• **TASK TO COMPLETE**
Update the items from the line with "the knitted hat in the photo above." through the end of the items, changing "evaluation round" to "review round" and leaving everything else unchanged. Omit the pictures from your answer.

• **GIVEN ENTRIES**
****************************************

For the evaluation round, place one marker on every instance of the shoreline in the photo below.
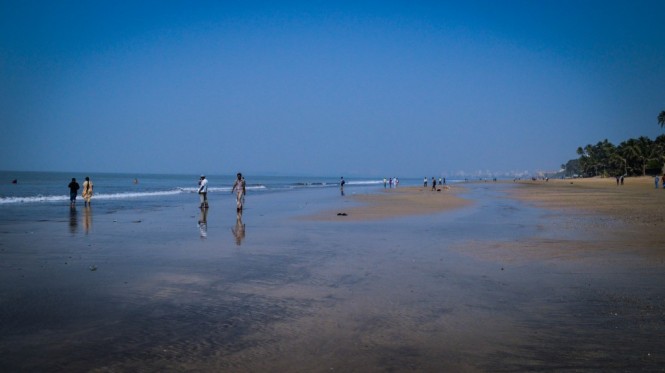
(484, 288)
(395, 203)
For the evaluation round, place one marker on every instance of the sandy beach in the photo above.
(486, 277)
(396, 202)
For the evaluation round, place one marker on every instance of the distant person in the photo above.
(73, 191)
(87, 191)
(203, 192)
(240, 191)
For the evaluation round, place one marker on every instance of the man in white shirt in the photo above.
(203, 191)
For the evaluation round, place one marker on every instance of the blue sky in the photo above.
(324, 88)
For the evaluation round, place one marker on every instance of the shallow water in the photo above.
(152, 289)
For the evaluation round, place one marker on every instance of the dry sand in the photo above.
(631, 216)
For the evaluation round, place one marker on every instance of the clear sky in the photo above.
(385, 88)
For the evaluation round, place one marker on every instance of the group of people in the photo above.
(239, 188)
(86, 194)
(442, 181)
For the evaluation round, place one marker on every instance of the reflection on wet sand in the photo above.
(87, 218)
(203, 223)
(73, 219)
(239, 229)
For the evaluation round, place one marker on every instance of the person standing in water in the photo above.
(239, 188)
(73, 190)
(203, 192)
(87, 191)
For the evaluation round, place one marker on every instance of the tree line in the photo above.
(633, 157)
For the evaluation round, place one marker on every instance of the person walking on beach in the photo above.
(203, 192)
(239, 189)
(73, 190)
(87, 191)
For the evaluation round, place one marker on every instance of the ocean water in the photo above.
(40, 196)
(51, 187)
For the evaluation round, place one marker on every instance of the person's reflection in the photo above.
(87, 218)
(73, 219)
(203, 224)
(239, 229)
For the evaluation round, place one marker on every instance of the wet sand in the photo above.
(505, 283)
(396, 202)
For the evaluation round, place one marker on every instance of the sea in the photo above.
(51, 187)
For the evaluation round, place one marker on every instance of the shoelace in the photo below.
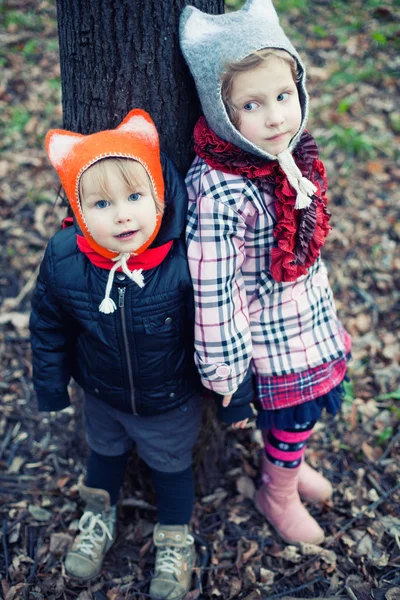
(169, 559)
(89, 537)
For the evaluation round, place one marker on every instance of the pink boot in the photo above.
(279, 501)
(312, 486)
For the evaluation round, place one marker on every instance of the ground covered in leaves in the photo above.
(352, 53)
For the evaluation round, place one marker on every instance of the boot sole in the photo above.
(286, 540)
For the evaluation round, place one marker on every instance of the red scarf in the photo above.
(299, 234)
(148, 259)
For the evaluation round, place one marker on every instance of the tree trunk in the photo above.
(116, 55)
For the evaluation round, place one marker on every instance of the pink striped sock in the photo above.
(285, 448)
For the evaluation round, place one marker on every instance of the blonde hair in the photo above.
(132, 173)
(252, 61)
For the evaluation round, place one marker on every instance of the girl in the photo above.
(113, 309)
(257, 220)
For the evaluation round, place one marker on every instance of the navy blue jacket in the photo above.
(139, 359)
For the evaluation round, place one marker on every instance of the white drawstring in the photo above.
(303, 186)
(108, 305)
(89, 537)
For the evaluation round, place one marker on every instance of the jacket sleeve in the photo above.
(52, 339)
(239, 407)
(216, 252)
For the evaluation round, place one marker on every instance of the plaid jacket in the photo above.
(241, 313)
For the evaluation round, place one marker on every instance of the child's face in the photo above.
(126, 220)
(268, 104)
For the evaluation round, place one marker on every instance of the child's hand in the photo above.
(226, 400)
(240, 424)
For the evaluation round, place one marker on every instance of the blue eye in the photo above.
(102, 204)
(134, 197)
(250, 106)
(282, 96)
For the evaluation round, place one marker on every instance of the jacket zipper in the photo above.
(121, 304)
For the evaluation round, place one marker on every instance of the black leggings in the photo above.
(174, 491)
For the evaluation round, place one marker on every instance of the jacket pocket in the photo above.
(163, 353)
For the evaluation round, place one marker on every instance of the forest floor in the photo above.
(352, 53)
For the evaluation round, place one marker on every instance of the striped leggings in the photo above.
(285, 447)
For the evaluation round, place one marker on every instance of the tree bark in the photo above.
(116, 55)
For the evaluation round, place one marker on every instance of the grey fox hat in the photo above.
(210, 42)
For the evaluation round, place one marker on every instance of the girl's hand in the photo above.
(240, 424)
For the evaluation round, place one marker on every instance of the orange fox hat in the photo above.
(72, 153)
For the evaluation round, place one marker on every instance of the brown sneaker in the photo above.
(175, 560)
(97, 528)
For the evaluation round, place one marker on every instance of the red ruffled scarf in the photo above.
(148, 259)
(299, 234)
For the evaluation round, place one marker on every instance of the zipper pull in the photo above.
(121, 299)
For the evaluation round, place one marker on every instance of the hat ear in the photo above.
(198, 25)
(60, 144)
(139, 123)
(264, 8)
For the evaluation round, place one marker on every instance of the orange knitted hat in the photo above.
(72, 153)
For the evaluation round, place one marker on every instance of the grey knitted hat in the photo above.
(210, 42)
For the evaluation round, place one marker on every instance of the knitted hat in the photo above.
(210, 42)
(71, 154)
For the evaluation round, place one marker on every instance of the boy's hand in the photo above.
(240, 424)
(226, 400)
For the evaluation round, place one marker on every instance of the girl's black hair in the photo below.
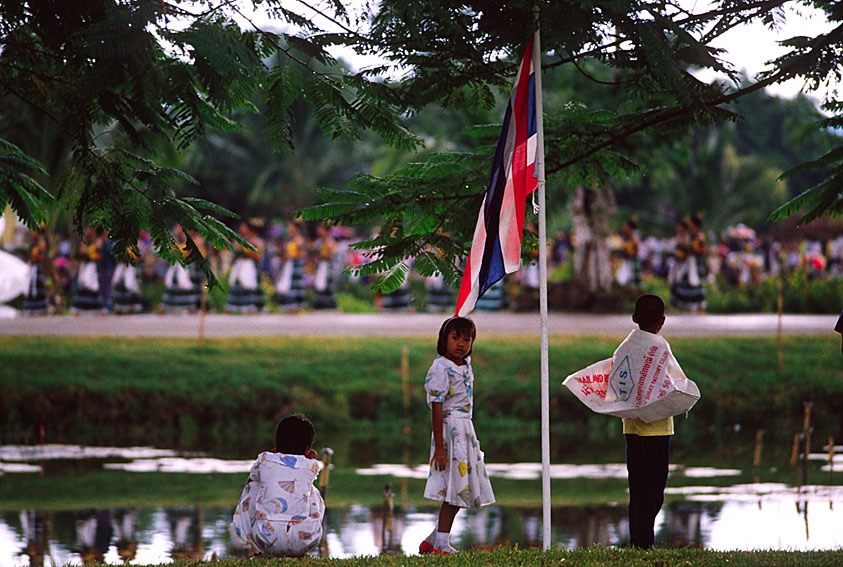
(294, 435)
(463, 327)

****************************************

• **TASK ANSWER**
For the review round, place one marker on every instance of the knitted hat in the photo above.
(210, 42)
(71, 154)
For the review round, place one marker on every instance of the boy's hand in the photo above.
(240, 424)
(226, 400)
For the review round, place one marker on every instance of the girl's black hair in the photo below.
(294, 435)
(463, 327)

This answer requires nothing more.